=== Do this ===
Copy these lines verbatim, starting at the line that contains "the tree trunk." and stopping after the line that contains "[[313, 326], [440, 308], [349, 320], [51, 314], [534, 436]]".

[Rows from a point labeling set]
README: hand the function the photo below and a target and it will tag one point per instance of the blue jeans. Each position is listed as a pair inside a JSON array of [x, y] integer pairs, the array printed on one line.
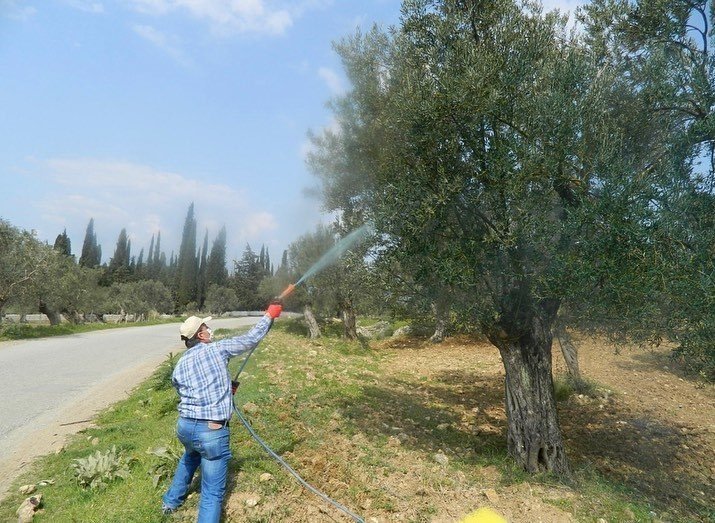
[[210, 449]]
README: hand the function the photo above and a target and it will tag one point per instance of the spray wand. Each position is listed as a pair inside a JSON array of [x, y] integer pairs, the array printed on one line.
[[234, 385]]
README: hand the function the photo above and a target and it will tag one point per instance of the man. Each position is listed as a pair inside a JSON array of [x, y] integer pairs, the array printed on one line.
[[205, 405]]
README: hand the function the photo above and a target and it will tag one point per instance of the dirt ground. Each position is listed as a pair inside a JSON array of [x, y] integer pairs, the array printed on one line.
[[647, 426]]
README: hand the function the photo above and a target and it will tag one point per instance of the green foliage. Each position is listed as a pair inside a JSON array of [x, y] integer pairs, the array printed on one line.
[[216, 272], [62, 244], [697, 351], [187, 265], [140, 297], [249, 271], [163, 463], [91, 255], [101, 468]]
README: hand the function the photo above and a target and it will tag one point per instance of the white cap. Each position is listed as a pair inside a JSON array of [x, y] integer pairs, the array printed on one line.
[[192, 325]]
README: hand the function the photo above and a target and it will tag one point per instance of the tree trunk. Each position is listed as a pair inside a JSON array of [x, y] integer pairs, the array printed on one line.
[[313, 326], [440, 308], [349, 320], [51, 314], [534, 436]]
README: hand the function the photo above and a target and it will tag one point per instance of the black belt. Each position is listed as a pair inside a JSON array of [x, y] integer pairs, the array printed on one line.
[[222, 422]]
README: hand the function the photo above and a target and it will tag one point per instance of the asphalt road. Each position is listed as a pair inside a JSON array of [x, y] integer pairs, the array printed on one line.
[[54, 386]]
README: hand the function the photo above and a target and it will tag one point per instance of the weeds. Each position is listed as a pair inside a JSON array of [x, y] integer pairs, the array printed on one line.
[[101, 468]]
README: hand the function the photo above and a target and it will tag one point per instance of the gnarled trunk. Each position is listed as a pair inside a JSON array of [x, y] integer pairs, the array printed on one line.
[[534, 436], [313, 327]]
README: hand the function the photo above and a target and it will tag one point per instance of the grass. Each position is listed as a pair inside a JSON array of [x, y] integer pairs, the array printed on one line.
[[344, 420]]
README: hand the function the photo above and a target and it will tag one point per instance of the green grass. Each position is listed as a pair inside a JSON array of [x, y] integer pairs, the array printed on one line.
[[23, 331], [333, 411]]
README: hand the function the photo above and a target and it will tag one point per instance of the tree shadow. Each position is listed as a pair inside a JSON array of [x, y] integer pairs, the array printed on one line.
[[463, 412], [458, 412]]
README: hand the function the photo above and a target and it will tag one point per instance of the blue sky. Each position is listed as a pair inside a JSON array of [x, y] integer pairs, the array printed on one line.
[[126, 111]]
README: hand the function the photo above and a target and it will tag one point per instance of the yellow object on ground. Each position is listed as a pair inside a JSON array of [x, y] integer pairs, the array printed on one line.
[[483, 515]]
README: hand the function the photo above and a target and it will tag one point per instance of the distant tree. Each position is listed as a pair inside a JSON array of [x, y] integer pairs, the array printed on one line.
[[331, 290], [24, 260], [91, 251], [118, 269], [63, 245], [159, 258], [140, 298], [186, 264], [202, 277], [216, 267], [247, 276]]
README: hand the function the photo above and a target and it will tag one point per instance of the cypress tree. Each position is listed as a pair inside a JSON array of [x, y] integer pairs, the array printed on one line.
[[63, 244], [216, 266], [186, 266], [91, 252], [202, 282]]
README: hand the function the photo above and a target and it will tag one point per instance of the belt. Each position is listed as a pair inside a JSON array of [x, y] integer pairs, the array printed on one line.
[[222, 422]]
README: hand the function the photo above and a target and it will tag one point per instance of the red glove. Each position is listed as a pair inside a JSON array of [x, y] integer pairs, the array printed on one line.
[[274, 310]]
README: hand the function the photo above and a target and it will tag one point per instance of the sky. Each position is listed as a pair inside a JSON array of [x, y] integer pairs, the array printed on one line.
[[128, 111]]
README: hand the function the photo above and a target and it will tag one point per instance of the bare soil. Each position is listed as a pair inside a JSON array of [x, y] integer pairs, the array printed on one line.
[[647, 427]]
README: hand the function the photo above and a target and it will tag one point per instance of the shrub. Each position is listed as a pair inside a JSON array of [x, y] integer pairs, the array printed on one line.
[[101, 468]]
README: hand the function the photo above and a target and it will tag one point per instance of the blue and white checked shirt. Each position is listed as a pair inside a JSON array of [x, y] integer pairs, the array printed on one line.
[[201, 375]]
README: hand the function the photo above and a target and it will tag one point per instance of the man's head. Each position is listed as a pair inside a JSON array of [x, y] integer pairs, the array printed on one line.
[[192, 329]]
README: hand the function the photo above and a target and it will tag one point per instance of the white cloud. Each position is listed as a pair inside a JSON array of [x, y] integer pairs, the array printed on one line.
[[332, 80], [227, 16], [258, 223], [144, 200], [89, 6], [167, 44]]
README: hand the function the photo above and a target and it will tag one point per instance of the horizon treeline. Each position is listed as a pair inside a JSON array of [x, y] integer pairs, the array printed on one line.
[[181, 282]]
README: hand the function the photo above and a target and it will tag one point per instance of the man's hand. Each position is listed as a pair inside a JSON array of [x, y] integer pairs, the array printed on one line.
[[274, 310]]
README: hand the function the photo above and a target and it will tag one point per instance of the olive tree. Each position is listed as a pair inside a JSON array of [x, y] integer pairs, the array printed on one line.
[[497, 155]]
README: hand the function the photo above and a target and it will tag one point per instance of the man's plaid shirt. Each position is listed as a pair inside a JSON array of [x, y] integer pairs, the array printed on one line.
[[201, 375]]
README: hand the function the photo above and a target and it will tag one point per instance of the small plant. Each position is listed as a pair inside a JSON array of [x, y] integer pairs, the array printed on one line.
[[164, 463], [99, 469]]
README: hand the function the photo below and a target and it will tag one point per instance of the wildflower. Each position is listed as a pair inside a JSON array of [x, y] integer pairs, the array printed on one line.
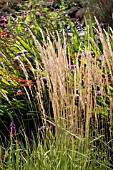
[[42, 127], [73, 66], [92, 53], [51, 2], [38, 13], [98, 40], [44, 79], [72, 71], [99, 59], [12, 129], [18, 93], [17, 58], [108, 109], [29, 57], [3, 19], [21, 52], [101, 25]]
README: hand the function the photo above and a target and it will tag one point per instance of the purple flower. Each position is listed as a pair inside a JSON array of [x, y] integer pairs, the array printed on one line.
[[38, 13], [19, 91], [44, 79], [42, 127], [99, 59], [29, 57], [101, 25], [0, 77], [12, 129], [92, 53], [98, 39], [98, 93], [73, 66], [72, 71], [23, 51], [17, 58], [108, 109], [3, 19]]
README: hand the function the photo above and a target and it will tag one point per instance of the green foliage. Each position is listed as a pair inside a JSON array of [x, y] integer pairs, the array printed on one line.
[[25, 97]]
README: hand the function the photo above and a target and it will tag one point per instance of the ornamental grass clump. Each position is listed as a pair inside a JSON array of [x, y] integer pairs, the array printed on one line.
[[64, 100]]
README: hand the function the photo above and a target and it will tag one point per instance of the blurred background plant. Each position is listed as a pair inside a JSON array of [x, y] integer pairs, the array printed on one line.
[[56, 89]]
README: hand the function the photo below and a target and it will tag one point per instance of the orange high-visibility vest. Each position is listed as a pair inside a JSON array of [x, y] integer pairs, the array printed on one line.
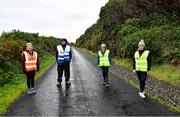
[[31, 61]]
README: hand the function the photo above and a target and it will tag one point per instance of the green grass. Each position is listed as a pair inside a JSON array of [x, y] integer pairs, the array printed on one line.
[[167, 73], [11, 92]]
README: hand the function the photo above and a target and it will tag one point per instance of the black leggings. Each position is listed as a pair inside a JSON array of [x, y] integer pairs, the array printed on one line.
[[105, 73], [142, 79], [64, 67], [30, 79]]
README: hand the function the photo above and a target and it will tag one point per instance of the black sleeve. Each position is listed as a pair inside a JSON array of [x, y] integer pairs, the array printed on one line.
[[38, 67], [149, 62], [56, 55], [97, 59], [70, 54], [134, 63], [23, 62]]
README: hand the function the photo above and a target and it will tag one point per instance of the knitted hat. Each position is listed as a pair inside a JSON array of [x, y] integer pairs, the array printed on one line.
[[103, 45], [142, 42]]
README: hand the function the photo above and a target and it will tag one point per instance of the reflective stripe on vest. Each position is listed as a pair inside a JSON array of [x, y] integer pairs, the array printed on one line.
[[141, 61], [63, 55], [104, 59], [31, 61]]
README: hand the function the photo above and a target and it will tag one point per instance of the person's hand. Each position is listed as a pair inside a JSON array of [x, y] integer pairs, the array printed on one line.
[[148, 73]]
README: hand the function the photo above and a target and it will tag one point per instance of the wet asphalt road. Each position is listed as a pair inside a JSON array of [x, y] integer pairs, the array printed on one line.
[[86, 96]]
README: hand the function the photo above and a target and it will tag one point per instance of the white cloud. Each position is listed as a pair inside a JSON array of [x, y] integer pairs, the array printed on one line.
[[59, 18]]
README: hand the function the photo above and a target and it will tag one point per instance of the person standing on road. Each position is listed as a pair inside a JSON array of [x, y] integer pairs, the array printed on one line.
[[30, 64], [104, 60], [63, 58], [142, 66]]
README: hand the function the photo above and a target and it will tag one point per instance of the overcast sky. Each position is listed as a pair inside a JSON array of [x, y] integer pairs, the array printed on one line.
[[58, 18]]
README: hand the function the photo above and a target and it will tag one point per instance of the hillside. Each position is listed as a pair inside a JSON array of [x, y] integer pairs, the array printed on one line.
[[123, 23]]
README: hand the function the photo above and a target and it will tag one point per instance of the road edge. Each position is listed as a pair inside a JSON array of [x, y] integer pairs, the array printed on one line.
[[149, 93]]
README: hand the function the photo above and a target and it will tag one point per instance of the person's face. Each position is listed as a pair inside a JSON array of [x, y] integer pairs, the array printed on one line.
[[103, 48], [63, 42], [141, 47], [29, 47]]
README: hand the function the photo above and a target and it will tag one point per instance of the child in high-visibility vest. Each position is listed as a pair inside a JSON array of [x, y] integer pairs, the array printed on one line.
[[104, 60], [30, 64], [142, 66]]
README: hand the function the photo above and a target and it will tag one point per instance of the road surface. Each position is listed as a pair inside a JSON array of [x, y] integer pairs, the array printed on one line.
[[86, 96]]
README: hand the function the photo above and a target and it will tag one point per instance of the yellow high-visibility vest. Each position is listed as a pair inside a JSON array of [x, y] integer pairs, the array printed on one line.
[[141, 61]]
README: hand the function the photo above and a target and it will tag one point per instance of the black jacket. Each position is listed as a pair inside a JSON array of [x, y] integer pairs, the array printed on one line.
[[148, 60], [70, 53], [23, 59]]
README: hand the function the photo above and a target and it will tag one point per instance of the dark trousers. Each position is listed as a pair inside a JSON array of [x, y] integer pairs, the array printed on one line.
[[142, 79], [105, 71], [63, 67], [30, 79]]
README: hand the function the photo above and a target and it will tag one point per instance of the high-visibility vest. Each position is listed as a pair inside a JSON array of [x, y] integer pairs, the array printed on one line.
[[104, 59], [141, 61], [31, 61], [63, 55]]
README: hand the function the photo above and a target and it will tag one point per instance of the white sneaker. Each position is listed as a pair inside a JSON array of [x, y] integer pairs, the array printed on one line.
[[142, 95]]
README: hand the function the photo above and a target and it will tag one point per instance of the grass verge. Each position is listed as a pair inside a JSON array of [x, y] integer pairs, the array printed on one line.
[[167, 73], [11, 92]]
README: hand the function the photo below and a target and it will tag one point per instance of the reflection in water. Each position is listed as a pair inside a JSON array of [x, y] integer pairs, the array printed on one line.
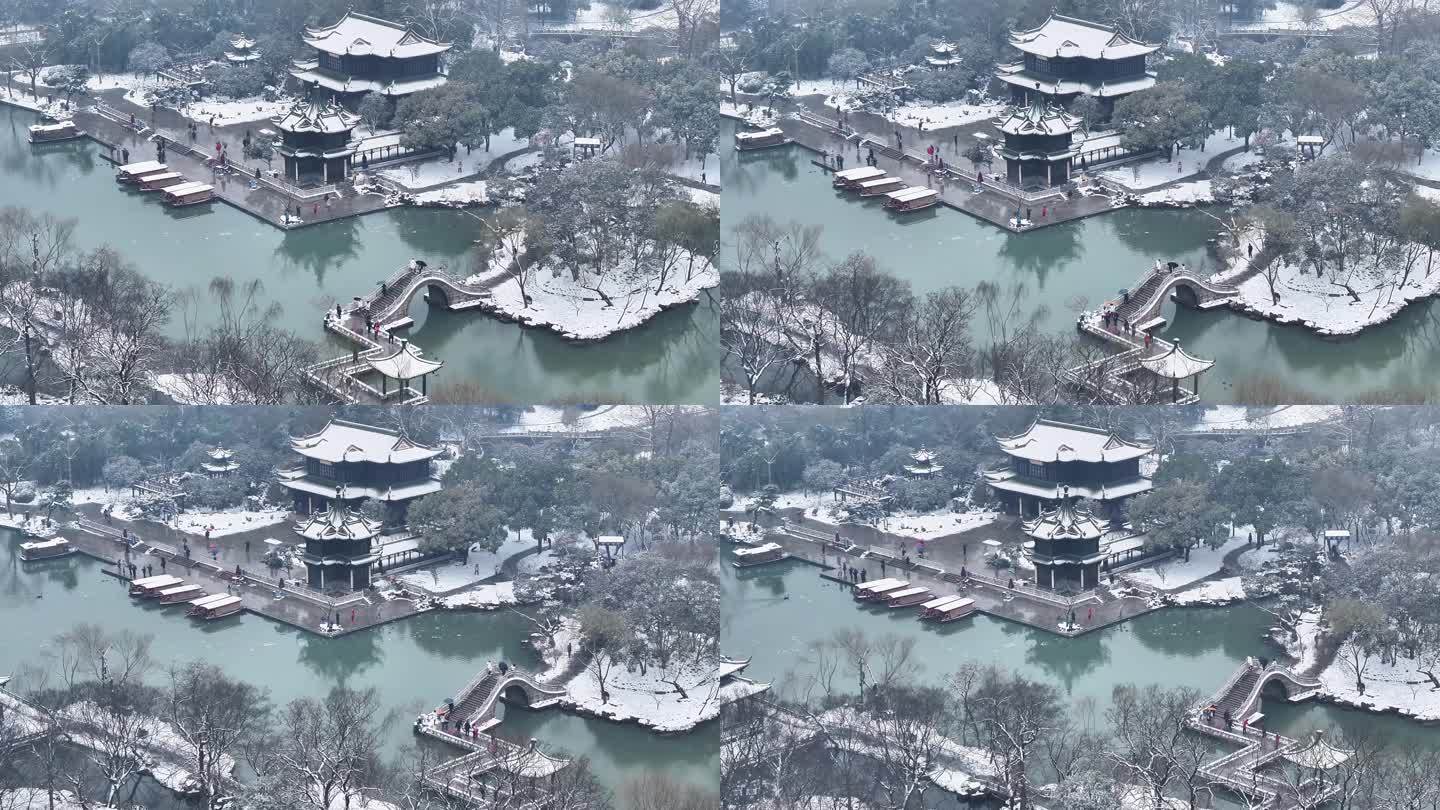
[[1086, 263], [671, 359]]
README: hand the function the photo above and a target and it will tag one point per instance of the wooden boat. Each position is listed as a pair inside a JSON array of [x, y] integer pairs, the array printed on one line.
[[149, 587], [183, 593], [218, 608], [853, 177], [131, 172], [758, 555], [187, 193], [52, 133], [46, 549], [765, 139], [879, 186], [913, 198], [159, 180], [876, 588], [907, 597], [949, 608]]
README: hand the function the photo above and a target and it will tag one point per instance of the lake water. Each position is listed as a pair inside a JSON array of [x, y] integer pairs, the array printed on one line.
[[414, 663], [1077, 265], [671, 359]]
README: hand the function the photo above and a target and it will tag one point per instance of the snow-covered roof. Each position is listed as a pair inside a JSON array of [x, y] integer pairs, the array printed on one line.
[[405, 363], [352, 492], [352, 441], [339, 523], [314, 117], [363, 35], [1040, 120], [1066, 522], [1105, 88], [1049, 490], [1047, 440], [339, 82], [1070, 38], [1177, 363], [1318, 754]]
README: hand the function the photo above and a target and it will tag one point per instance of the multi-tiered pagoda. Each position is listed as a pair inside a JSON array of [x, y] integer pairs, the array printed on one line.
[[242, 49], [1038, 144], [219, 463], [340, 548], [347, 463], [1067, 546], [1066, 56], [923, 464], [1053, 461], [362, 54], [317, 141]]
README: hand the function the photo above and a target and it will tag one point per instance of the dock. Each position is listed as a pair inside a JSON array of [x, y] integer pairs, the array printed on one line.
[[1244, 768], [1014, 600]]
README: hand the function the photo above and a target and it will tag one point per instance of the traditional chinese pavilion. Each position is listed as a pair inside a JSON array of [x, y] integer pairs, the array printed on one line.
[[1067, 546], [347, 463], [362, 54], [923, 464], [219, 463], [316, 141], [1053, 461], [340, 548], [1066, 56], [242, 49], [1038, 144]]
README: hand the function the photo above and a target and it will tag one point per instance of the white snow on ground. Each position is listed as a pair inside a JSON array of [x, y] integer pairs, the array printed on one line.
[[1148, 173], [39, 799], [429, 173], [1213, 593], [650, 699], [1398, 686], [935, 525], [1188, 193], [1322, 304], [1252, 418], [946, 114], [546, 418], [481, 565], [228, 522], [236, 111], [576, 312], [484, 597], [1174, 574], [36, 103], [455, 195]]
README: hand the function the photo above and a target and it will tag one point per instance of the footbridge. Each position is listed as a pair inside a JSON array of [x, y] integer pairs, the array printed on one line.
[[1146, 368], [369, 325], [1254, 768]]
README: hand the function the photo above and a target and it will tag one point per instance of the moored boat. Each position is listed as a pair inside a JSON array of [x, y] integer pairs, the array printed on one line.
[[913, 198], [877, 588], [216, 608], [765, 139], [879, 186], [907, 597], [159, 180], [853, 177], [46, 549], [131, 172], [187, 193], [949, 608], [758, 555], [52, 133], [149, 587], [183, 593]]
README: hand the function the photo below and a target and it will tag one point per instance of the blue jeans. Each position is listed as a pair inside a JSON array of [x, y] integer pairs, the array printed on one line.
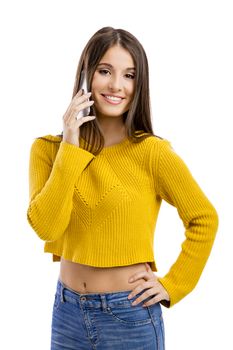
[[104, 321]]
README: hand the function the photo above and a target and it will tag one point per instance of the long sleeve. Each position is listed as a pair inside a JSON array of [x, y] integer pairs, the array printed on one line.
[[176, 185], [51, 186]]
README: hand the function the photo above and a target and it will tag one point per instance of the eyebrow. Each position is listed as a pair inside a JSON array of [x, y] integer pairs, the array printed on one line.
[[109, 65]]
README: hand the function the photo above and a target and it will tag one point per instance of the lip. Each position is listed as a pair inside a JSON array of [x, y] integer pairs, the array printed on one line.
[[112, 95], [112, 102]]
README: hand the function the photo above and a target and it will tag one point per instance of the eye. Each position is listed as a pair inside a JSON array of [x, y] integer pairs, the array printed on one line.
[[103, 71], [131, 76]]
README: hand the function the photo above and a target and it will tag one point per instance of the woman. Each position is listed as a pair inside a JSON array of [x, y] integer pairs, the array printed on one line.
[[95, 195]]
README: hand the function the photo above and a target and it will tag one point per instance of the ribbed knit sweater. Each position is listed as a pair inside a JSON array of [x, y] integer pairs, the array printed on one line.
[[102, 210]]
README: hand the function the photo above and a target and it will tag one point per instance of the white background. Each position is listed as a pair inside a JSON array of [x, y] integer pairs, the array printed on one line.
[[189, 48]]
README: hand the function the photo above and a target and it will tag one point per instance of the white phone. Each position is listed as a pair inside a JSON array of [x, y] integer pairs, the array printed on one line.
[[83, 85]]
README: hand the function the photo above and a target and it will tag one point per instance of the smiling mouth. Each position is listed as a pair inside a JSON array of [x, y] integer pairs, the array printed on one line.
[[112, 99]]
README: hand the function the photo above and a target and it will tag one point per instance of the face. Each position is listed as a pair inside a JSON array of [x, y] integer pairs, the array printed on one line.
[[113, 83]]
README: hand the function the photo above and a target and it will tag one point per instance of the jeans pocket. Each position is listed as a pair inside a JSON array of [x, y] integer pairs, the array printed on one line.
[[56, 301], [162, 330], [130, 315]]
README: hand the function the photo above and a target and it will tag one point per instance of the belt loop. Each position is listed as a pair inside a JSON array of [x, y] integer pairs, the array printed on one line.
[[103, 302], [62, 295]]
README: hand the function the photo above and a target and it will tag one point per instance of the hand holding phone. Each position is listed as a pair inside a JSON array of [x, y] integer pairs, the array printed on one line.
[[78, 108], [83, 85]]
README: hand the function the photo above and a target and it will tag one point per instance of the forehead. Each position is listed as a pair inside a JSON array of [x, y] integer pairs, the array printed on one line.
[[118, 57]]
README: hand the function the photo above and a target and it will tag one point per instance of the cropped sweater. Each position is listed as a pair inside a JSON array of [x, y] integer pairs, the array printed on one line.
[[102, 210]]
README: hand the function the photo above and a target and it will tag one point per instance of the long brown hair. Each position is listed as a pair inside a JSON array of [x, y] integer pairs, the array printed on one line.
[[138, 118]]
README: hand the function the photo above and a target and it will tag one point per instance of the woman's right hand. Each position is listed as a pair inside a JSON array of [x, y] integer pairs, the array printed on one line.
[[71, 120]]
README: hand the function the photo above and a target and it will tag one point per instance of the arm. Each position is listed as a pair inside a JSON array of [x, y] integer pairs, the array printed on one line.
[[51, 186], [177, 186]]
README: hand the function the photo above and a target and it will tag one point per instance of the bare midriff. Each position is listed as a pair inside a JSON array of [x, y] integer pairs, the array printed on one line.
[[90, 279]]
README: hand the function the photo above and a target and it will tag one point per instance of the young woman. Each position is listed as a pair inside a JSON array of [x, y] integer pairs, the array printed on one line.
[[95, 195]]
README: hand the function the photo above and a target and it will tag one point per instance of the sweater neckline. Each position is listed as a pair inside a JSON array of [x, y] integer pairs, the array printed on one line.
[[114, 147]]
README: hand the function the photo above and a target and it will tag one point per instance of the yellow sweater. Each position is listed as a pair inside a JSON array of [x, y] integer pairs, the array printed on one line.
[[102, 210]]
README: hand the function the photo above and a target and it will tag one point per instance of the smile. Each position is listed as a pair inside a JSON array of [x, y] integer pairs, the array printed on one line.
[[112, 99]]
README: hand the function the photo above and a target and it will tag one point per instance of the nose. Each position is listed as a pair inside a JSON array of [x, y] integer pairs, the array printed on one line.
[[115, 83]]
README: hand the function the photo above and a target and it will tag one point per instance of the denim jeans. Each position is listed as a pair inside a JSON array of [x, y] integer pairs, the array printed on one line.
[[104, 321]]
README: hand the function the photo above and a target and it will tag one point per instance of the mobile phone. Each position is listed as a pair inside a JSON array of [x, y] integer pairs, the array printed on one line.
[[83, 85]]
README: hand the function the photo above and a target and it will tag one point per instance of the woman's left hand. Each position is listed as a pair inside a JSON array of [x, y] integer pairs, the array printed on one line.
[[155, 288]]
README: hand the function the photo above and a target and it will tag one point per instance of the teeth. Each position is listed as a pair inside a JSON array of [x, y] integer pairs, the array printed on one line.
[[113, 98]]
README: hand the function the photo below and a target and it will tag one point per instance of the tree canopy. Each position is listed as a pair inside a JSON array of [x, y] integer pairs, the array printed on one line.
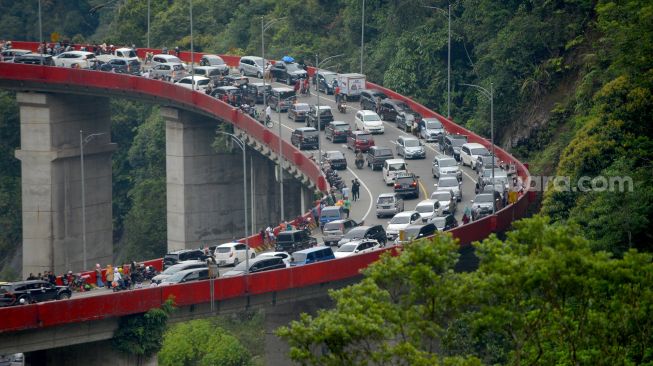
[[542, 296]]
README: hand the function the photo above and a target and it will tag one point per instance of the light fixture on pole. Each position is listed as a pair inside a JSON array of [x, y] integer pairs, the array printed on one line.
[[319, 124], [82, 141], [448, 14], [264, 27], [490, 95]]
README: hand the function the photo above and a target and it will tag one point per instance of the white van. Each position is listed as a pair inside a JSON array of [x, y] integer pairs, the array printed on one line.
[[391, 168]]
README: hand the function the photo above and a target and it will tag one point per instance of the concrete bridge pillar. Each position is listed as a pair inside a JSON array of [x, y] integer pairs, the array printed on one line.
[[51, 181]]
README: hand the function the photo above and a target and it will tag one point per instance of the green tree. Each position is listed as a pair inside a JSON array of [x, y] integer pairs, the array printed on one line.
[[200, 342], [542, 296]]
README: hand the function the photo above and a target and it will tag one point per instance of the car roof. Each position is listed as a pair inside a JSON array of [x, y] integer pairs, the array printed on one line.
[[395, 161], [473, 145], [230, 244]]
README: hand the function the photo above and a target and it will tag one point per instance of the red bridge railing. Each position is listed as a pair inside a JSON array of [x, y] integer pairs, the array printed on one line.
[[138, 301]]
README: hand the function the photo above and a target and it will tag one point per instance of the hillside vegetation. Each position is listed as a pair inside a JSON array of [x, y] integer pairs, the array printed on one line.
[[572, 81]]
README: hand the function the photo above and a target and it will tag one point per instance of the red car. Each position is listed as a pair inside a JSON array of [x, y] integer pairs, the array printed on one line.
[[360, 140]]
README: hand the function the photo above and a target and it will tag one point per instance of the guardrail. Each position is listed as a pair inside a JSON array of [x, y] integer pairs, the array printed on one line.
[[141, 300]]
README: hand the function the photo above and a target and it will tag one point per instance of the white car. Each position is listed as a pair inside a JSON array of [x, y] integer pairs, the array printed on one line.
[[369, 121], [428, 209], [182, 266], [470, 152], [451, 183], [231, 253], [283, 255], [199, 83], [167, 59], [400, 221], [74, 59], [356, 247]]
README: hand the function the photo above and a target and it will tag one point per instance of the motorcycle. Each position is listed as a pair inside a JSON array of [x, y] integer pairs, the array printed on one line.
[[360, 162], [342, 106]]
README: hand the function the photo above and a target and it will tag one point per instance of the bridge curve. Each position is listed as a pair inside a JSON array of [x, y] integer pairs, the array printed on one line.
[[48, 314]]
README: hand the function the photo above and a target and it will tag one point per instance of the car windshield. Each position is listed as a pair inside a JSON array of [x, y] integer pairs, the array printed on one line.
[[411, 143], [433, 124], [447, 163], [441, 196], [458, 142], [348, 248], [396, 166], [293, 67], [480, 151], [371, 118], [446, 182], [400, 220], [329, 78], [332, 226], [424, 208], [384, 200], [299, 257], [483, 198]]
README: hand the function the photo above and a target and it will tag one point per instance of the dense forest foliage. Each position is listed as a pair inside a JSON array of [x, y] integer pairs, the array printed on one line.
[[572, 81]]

=== Output of the task ===
README: hand the function the photo above and a target and it will tag one point per instance of the tree trunk. Each position is listed as a pair inside a JSON array of [x, y] integer pairs, the array printed on one line.
[[313, 326], [440, 308], [349, 320], [51, 314], [534, 436]]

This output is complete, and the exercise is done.